O sentido de v. 18 é que nenhum pormenor da lei deve ser menosprezado. A lei se cumpre quando seus múltiplos preceitos são postos em prática. As profecias, como predições, se cumprem quando o anunciado acontece. Mt não se cansa em citar profecias cumpridas durante a vida de Jesus (cf. 1,22; 2,7.15.23; 4,14; 8,17; 13,35; 21,4; 27,9).

Portanto, quem desobedecer a um só desses mandamentos, por menor que seja, e ensinar os outros a fazer o mesmo, será considerado o menor no Reino do Céu. Por outro lado, quem os praticar e ensinar, será considerado grande no Reino do Céu (v. 19).

Não se deve pensar, porém, que Jesus ensina cumprir a lei como ensinam os fariseus (cf. Mc 1,22, copiado por Mt 7,28s no final do sermão). Cumprir a lei fielmente não significa subdividi-la em observâncias minuciosas, criando uma burocracia escravizante. Jesus revela o sentido mais profundo da lei, a vontade de Deus, buscar nela inspiração para a justiça e a misericórdia, a fim de que o ser humano tenha vida e relações mais fraternas. Depois Jesus resume toda lei na Regra de Ouro (7,12p) e no mandamento do amor a Deus e ao próximo (22,34-40; cf. Jo 13,34: Rm 13,8-10: Gl 5,14; Cl 3,14).

O amor e a misericórdia são a perfeição na Lei (cf. v. 48) e a justiça maior. “Se a vossa justiça não for maior que a justiça dos mestres da Lei e dos fariseus, vos não entrareis no Reino dos Céus.” (v. 20, omitido pela leitura de hoje).

A maneira como Jesus dá pleno cumprimento às leis do AT é diferente do legalismo dos hipócritas, fariseus e mestres da lei que “só falam e não praticam” (23,3). Para Mt, é importante a ética, ou seja, praticar a vontade de Deus (cf. 7,21). A justiça dos cristãos, que deve superar a dos doutores da lei e dos fariseus (cf. v. 20), não consiste em cumprir ao pé da letra os mínimos detalhes da lei, mas na criatividade do coração que ama: “Tudo o que você desejam que as outras façam a vocês, façam vocês também a eles. Pois nisso consiste a Lei e os Profetas” (Regra de Ouro em 7,12). A interpretação de Jesus (seu “jugo leve”, cf. 11,30) a respeito da Lei é o mandamento maior do amor: “Ame o Senhor teu Deus com todo o teu coração,… ame seu próximo como a si mesmo. Toda lei e os profetas dependem desses dois mandamentos” (22,34-40p; citando Dt 6,5 e Lv 19,18).

Com esta interpretação, o evangelista Mateus ainda se encontra com os pensamentos do apóstolo Paulo que costumava polemizar contra a lei judaica. “Cristo é o fim da lei” (Rm 10,4), ou pode se entender, é a “finalidade da lei”; a palavra grega pode exprimir ao mesmo tempo a ideia de meta, de termo e de realização.

Objetivos ->
(a) Responda sim ou não, citando as palavras do comentário sobre a lei em Mateus que decidem cada caso: (i) Jesus resume toda a lei na Regra de Ouro e no mandamento do amor a Deus e ao próximo; (ii) o versículo 20 faz parte da leitura de hoje; (iii) a palavra grega de Rm 10,4 exprime apenas a ideia de término.
(b) Liste todas as referências de Mateus que o comentário sobre a lei em Mateus indica como profecias cumpridas durante a vida de Jesus.
(c) Prossiga com o comentário sobre a lei em Mateus a partir da última frase.
Os dados não têm nenhuma relação com o texto.

Dados ->
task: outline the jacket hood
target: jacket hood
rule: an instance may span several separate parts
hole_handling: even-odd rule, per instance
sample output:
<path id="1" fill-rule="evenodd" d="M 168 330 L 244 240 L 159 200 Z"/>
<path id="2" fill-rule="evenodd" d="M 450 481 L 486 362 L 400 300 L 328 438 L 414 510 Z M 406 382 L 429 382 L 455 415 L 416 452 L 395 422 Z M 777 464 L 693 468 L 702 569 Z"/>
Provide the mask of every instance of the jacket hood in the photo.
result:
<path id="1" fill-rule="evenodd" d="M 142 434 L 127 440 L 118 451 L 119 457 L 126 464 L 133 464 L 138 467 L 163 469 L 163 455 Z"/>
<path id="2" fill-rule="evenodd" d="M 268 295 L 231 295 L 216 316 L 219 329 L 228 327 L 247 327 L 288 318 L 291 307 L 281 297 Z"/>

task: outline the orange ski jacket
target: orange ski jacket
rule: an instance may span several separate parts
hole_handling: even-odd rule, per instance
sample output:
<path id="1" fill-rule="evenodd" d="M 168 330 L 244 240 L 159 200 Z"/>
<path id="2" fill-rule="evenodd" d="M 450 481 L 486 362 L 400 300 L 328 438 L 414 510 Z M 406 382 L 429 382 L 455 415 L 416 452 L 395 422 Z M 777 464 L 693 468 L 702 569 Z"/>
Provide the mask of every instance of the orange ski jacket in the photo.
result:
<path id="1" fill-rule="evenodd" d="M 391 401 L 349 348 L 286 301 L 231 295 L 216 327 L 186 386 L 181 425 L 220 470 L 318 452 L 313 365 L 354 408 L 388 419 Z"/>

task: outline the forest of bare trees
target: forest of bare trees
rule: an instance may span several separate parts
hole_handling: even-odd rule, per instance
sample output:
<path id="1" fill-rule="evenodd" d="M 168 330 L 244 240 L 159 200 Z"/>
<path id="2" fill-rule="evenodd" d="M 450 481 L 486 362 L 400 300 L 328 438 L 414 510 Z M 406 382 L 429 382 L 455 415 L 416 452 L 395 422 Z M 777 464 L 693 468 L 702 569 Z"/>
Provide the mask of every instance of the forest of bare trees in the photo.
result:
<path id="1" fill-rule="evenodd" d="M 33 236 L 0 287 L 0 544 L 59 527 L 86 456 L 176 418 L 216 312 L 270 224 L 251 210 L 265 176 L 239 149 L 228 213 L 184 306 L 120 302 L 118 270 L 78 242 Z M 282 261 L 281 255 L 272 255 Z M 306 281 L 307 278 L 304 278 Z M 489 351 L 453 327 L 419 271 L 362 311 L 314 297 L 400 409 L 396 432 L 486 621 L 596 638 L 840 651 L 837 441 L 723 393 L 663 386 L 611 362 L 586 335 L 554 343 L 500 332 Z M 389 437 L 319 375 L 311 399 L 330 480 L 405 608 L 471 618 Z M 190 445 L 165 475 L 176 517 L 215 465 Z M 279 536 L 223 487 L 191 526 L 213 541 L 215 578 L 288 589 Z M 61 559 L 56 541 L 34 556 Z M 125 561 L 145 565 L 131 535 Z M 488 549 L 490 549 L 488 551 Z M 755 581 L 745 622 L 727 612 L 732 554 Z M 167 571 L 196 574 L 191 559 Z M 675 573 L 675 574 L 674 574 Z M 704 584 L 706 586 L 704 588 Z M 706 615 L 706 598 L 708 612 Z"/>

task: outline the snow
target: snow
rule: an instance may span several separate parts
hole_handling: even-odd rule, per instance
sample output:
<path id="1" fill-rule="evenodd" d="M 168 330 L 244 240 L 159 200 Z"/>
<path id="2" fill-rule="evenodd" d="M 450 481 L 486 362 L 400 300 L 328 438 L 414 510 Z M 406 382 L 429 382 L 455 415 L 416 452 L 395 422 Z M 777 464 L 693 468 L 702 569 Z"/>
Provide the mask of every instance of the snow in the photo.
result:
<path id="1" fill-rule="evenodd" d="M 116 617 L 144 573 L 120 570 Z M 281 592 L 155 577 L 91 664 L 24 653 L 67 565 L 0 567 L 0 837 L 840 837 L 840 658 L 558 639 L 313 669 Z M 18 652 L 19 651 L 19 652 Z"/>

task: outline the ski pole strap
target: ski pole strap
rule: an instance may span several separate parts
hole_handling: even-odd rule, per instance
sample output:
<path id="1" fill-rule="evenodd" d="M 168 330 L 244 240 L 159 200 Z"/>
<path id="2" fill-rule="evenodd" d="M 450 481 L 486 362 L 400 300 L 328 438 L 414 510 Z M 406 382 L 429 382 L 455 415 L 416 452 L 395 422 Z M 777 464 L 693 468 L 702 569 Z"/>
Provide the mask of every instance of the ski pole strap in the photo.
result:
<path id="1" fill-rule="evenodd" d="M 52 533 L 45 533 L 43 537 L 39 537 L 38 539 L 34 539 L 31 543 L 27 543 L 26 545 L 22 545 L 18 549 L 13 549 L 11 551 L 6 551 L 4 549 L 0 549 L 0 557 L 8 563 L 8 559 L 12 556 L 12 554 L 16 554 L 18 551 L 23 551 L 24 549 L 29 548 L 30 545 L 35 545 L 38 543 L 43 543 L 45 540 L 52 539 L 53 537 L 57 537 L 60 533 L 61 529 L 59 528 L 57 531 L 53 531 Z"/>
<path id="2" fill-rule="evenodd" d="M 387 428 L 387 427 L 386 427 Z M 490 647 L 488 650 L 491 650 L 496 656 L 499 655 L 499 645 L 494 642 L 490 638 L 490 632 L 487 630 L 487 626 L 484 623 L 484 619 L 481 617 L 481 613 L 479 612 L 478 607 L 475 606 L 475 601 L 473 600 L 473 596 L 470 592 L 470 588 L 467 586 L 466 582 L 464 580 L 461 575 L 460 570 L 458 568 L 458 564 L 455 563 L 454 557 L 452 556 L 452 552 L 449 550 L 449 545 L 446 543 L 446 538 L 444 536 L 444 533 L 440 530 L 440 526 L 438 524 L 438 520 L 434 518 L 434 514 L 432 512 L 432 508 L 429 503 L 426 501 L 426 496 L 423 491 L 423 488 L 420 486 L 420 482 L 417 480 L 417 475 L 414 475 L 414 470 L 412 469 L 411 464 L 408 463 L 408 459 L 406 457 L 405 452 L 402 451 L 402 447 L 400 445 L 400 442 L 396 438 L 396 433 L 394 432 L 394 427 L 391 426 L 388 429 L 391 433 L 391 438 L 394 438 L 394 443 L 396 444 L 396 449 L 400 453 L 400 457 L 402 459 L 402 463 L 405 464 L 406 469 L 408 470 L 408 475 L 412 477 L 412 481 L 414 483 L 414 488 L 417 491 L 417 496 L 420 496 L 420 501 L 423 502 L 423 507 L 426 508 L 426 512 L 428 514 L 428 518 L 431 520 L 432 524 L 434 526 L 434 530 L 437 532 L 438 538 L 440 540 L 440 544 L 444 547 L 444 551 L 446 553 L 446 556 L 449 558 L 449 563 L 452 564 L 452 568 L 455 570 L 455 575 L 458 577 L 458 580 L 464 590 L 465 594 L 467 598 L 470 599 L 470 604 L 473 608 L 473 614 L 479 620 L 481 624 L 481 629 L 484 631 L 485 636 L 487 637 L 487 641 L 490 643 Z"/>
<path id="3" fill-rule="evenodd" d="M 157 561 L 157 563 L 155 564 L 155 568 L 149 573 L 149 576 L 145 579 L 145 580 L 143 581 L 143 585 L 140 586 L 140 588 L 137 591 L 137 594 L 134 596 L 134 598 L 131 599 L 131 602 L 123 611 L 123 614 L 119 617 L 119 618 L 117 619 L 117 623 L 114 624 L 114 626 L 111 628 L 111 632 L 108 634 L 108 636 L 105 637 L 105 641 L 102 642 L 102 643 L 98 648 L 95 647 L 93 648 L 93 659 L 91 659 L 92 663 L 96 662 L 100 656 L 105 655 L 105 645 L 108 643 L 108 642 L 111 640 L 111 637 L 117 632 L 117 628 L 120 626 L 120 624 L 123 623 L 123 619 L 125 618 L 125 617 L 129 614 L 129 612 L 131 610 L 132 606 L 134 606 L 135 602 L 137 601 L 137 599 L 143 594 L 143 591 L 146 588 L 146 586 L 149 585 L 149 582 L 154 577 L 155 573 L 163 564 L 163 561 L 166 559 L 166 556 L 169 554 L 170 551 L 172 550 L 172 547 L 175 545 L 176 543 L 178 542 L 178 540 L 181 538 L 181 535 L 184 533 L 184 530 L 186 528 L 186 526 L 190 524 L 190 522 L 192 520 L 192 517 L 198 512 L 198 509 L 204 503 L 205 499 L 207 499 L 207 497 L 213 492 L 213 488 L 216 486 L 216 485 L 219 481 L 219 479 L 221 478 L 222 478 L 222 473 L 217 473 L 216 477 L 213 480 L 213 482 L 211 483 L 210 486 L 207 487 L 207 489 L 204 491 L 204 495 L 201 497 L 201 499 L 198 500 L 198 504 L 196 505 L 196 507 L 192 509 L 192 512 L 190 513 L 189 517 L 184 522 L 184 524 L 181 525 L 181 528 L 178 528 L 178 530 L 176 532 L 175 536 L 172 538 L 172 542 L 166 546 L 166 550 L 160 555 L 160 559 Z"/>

Respostas ->
(a)
(i) Sim: “Depois Jesus resume toda lei na Regra de Ouro (7,12p) e no mandamento do amor a Deus e ao próximo”.
(ii) Não: “(v. 20, omitido pela leitura de hoje)”.
(iii) Não: “a palavra grega pode exprimir ao mesmo tempo a ideia de meta, de termo e de realização”.

(b) 1,22; 2,7.15.23; 4,14; 8,17; 13,35; 21,4; 27,9

(c)
Para o mestre da lei, Saulo de Tarso, a Lei era a salvação; mas depois da sua conversão, Saulo-Paulo reconheceu, que “ninguém se tornará justo diante de Deus através da observância da Lei, pois a função da Lei é da consciência do pecado. Agora, porém, independentemente da Lei, manifestou-se a justiça de Deus, testemunhada pela Lei e pelos Profetas. É a justiça de Deus que se realiza através da fé em Jesus Cristo, para todos aqueles que acreditam” (Rm 3,20-22). Paulo sabe que “a Lei é santa e o mandamento é santo, justo e bom” (Rm 7,12), mas a Lei não salva, sim conscientiza e condena. O Tribunal Supremo dos Judeus (Sinédrio) condenou Jesus por sua interpretação (e prática) diferente da Lei. Não só a Lei, antes é a promessa, a graça e a fé que importam. “Não torno inútil a graça de Deus porque se a justiça vem através da Lei, então Cristo morreu em vão” (Gl 2,21). “Sabemos, entretanto, que o homem não se torna justo pelas obras da lei, mas somente pela fé em Jesus Cristo” (Gn 2,16). “A lei do Espírito que dá a vida em Jesus Cristo, nos libertou da lei do pecado e da morte” (Rm 8,2).

Paulo escreveu contra aqueles que queriam obrigar pela lei a circuncisão dos cristãos que vieram do paganismo, enquanto para Paulo basta batizá-los como sinal da fé em Jesus Cristo. Por isso ele opôs a Lei (a circuncisão, a carne, as obras) à fé (a graça, a promessa, o espírito). Mas ele reconhece também que a liberdade da lei (da circuncisão) não dispensa do amor ao próximo: “Pois toda Lei encontra sua plenitude num só mandamento: “Ame seu próximo como a se mesmo… Carreguem os fardos uns dos outros, assim vocês estarão cumprindo a lei de Cristo” (Gl 5,14; 6,2).

A oposição de Paulo (só a fé salva, não as obras da lei) de um lado, e de Mateus (não abolir, mas cumprir a lei) junto com Tiago (a fé sem obra é morta; cf. Tg 3,14-26) no outro lado, explica-se pelo público diferente. Paulo escreveu para os pagãos e queria poupá-los muitas exigências da lei cultual, mas não da ética (amor ao próximo). Tg e Mt escreveram para judeu-cristãos que viviam dentro da lei judaica e valorizavam a sabedoria da Lei de Moises e dos Profetas, mas agora são convidados a interpretá-los conforme a lei máxima do amor a Deus e ao próximo.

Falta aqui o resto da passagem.